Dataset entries
======
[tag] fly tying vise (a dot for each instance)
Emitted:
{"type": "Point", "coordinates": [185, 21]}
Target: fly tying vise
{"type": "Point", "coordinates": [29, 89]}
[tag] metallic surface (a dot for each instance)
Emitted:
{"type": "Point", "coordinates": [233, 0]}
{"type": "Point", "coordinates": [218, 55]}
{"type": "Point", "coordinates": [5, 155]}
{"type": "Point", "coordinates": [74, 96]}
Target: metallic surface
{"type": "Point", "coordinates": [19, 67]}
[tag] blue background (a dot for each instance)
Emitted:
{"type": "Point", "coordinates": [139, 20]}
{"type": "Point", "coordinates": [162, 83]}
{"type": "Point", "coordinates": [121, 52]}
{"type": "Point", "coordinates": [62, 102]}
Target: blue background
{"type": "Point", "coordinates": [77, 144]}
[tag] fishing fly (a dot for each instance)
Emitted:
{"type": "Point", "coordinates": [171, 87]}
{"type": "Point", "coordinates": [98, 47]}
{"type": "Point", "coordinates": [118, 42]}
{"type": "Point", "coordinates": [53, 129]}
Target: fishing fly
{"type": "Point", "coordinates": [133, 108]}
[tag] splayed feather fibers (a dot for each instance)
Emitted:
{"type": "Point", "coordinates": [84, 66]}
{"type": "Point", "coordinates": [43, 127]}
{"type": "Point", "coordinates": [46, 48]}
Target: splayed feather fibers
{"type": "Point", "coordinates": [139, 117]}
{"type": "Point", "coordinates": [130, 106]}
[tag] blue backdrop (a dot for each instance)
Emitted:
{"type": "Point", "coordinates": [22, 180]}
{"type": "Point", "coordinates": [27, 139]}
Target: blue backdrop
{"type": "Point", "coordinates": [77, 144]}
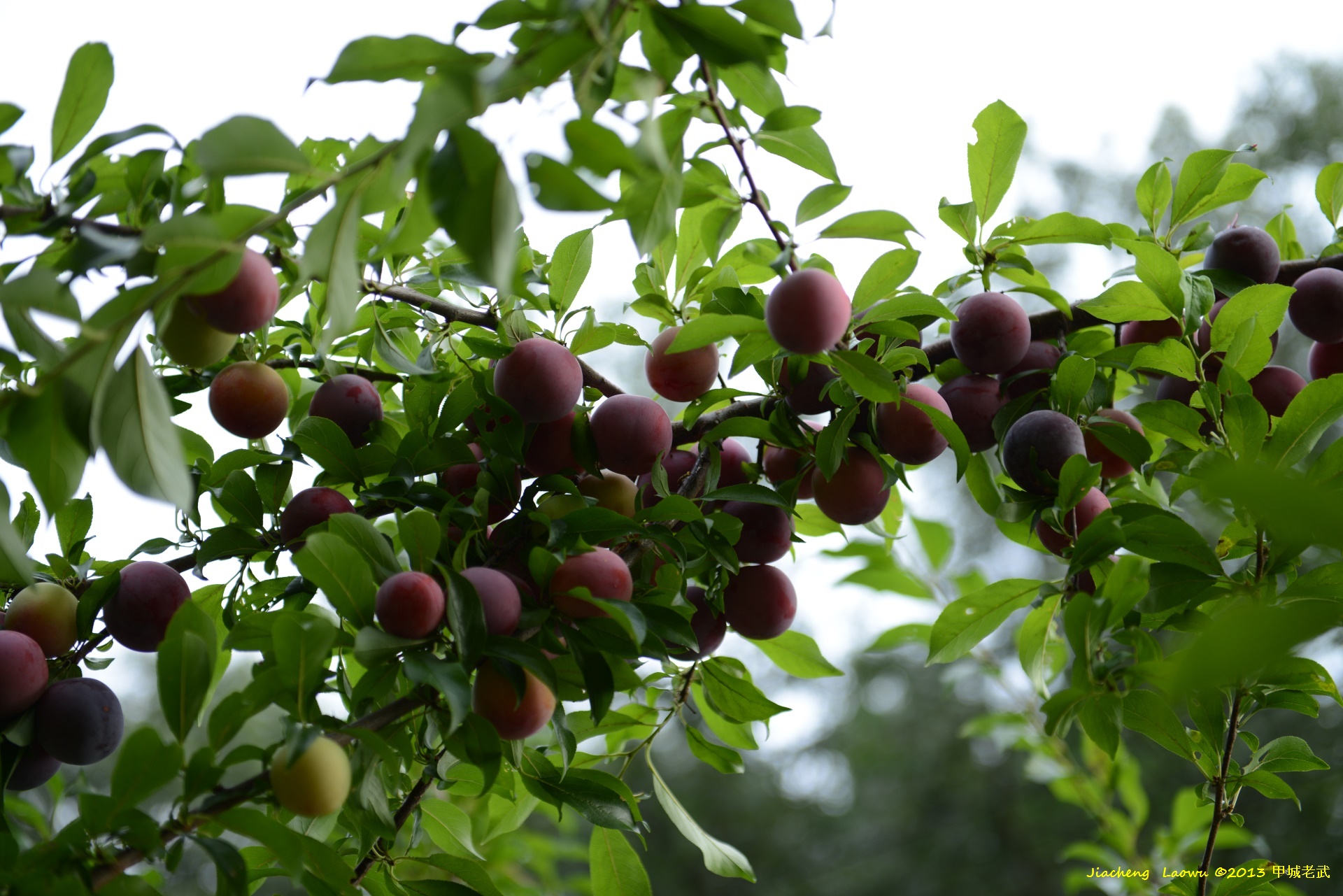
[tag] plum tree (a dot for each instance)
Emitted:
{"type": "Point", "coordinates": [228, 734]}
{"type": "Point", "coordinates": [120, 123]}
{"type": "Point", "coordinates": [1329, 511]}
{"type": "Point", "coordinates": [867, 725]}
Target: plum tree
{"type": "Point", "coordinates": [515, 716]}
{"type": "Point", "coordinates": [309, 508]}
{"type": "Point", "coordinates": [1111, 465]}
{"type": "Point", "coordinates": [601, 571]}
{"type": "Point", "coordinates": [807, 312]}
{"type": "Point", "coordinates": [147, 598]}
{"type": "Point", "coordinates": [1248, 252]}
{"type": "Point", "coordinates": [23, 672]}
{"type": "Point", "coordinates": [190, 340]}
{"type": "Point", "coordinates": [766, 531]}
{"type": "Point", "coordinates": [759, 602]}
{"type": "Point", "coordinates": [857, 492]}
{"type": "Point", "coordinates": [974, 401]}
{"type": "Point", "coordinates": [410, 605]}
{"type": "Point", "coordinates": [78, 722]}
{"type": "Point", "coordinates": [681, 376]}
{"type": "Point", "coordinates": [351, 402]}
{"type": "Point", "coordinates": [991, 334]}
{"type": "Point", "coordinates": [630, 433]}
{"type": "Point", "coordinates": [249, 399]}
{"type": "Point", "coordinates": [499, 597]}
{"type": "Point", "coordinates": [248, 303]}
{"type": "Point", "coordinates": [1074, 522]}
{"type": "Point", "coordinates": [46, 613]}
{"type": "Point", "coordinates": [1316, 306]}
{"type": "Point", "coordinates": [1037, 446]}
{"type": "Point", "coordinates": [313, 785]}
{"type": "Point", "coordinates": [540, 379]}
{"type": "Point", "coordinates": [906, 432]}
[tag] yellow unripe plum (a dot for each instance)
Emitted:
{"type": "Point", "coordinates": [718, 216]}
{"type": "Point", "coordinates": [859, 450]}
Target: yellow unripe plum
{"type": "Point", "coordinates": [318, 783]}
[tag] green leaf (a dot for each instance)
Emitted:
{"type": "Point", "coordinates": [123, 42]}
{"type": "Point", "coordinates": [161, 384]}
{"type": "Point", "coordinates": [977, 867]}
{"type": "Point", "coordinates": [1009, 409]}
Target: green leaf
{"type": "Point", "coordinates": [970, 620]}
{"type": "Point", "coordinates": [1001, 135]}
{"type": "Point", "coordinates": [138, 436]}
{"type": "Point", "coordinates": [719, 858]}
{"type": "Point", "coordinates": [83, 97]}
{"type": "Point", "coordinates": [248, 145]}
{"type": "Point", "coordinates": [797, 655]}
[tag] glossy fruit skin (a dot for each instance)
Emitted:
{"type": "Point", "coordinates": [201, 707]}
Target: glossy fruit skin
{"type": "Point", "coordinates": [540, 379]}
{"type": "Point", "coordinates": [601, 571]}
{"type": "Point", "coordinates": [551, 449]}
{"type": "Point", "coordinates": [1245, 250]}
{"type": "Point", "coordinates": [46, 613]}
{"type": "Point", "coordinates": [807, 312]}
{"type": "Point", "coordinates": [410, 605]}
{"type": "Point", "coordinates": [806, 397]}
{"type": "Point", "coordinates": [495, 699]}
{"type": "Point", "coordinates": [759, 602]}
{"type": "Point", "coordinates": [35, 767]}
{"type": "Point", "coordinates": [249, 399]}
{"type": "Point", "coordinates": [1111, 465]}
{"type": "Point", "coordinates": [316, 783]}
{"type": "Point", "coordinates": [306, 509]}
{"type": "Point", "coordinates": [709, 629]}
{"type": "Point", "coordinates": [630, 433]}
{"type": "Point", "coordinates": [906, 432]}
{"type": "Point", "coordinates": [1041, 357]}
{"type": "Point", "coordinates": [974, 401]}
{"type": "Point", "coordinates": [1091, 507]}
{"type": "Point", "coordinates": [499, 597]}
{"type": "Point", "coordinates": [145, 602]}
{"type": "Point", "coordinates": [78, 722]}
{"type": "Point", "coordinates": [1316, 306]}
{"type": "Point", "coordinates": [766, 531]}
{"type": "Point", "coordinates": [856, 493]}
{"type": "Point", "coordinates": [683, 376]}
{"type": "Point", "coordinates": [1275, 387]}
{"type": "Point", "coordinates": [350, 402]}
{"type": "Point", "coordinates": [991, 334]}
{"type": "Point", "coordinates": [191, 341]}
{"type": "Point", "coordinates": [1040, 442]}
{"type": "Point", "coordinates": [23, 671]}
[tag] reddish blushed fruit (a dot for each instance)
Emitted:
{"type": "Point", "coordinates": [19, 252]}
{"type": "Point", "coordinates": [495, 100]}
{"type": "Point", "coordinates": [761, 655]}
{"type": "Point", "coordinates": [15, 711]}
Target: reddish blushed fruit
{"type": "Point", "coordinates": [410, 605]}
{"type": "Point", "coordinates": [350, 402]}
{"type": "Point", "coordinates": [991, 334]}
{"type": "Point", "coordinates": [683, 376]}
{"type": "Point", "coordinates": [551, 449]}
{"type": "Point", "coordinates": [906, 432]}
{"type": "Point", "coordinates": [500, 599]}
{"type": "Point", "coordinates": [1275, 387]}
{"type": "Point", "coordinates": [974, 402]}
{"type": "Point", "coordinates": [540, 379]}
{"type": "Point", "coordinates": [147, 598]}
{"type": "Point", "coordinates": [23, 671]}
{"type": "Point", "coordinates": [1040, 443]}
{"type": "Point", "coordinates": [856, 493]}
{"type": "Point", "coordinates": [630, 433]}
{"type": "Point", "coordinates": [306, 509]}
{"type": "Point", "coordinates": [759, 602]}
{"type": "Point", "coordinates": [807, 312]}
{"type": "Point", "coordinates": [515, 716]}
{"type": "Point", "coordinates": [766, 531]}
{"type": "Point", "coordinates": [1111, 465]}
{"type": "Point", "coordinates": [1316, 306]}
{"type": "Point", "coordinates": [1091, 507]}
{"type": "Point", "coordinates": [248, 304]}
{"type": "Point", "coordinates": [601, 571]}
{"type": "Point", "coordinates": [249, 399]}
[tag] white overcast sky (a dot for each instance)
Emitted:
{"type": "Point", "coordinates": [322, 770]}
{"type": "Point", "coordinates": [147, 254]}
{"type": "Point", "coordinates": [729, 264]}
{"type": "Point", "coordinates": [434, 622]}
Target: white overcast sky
======
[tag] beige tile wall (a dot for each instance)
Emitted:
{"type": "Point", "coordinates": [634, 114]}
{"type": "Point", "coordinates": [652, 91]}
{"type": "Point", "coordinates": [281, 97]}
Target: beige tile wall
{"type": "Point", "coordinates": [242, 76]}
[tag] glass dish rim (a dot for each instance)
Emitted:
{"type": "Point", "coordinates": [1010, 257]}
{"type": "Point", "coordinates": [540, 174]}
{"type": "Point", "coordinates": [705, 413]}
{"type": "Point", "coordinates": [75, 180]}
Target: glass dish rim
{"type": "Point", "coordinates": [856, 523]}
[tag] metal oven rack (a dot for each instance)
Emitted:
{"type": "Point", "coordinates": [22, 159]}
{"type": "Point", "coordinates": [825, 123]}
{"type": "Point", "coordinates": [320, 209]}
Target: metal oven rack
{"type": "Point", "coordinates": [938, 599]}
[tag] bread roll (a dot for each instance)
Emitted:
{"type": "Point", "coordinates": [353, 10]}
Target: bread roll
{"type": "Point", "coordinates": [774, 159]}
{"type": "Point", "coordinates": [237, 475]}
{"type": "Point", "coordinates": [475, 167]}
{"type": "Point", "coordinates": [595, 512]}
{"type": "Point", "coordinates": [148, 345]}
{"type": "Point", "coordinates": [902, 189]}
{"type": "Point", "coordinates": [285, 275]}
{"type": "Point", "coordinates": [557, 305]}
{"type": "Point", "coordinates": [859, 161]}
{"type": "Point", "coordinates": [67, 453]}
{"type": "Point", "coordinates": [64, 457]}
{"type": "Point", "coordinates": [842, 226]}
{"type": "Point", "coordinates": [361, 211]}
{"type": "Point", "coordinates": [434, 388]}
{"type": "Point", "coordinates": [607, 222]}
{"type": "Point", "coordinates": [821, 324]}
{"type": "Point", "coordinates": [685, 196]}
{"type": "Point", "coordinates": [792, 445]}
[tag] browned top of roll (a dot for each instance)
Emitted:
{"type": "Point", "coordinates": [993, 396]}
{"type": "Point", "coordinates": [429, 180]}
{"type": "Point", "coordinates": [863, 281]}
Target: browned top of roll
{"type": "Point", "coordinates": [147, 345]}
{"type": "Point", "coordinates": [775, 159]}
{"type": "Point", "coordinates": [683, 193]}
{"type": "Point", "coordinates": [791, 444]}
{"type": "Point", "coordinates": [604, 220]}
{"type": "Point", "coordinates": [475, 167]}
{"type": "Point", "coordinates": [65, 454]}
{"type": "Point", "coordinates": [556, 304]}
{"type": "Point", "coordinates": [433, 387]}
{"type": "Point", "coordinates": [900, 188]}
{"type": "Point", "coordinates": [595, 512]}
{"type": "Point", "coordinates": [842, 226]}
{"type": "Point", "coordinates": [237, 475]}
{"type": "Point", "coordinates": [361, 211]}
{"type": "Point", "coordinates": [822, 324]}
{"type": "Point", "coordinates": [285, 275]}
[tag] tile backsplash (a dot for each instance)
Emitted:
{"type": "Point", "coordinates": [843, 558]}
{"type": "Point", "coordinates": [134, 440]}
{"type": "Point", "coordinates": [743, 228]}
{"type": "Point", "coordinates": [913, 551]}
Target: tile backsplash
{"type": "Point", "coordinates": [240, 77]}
======
▶ Exercise requirements
Among the lines of the records, copy out each one that contains the word "overcast".

▶ Result of this task
[tag] white overcast sky (a dot for each instance)
Target: white overcast sky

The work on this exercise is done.